*** Data supplied
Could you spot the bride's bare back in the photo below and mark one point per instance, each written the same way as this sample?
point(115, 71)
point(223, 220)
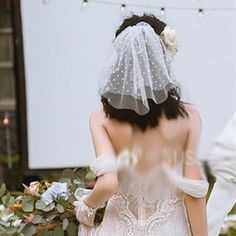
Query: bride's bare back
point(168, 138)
******
*** Data supplied
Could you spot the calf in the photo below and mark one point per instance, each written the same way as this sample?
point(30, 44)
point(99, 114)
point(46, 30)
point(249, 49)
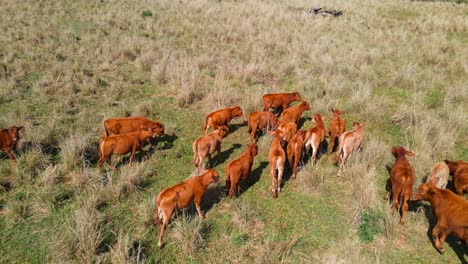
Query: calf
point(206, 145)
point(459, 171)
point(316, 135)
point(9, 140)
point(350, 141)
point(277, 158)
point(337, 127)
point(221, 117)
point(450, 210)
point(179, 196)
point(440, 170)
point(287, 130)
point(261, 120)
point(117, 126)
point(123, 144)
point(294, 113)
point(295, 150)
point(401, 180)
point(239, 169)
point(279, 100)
******
*** Data supplied
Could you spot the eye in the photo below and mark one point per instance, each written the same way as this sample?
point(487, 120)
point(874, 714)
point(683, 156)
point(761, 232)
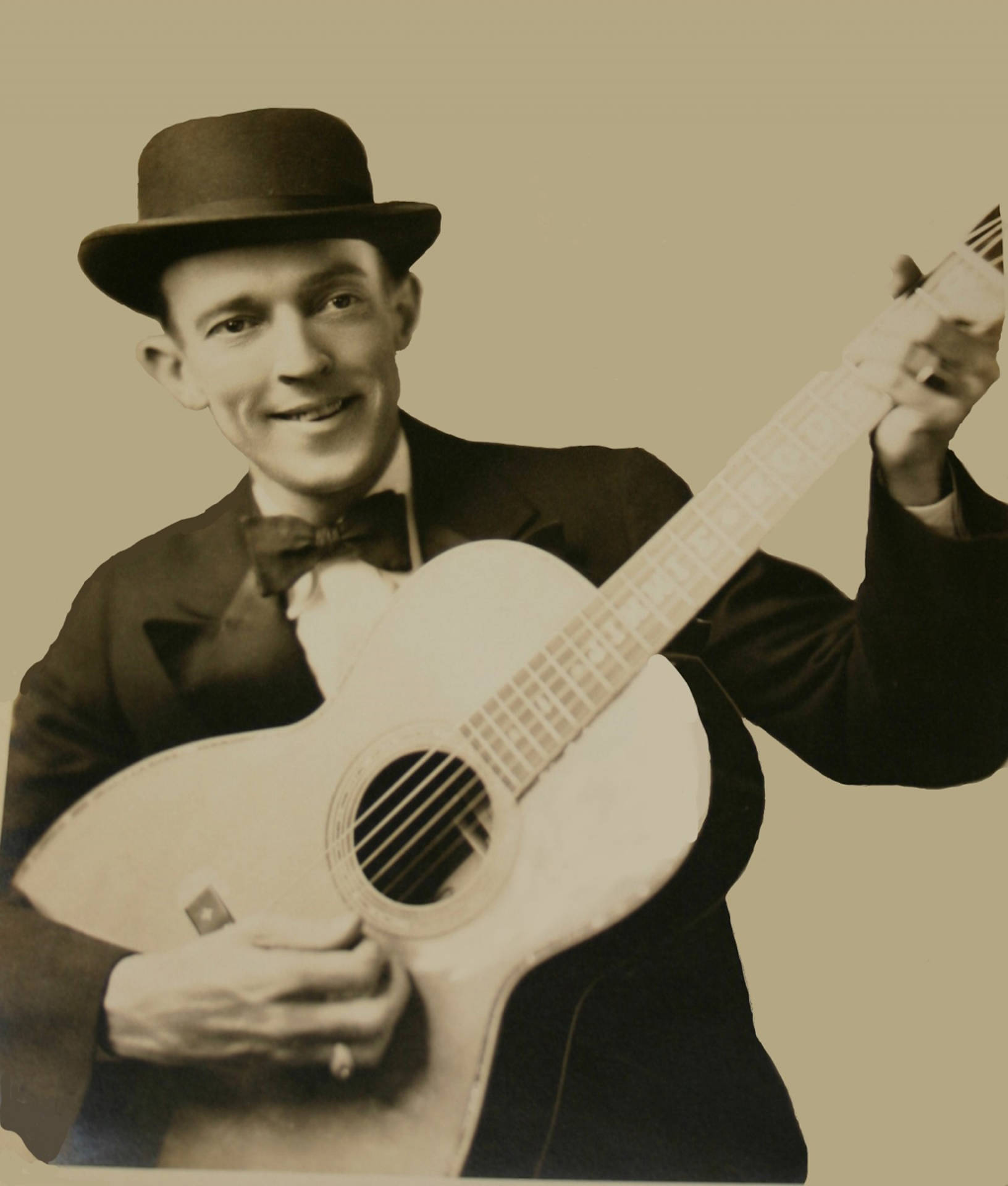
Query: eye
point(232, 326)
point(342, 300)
******
Your answer must be every line from the entries that contains the string "mark", copied as it stands.

Could you spot the bride's bare back in the photo below and mark one point per instance, each written the same way as this sample?
Could you spot the calf in the photo below and mark one point per instance, each written the same way as this sample?
Could you spot the eye in the photo below and mark one point per instance, each written the same way as this sample?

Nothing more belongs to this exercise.